PROVIDED ENTRIES:
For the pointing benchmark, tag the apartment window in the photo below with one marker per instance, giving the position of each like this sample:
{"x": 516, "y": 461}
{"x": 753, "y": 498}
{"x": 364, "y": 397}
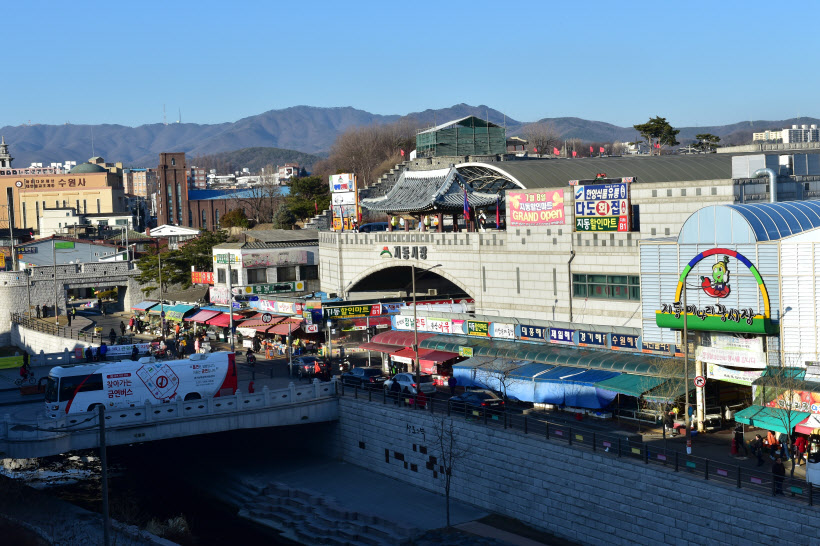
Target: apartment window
{"x": 284, "y": 274}
{"x": 308, "y": 272}
{"x": 257, "y": 276}
{"x": 609, "y": 287}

TASK TO CARRY OUT: Rewrite all of the records with "apartment window" replaced by "office window" and every other word unchanged. Leave the pictures out of your version.

TASK RESPONSE:
For the pointing benchmark, tag the office window in the photo below with one marker per instance, giving the position of each like this sample:
{"x": 516, "y": 461}
{"x": 753, "y": 498}
{"x": 364, "y": 397}
Target: office window
{"x": 284, "y": 274}
{"x": 308, "y": 272}
{"x": 257, "y": 276}
{"x": 609, "y": 287}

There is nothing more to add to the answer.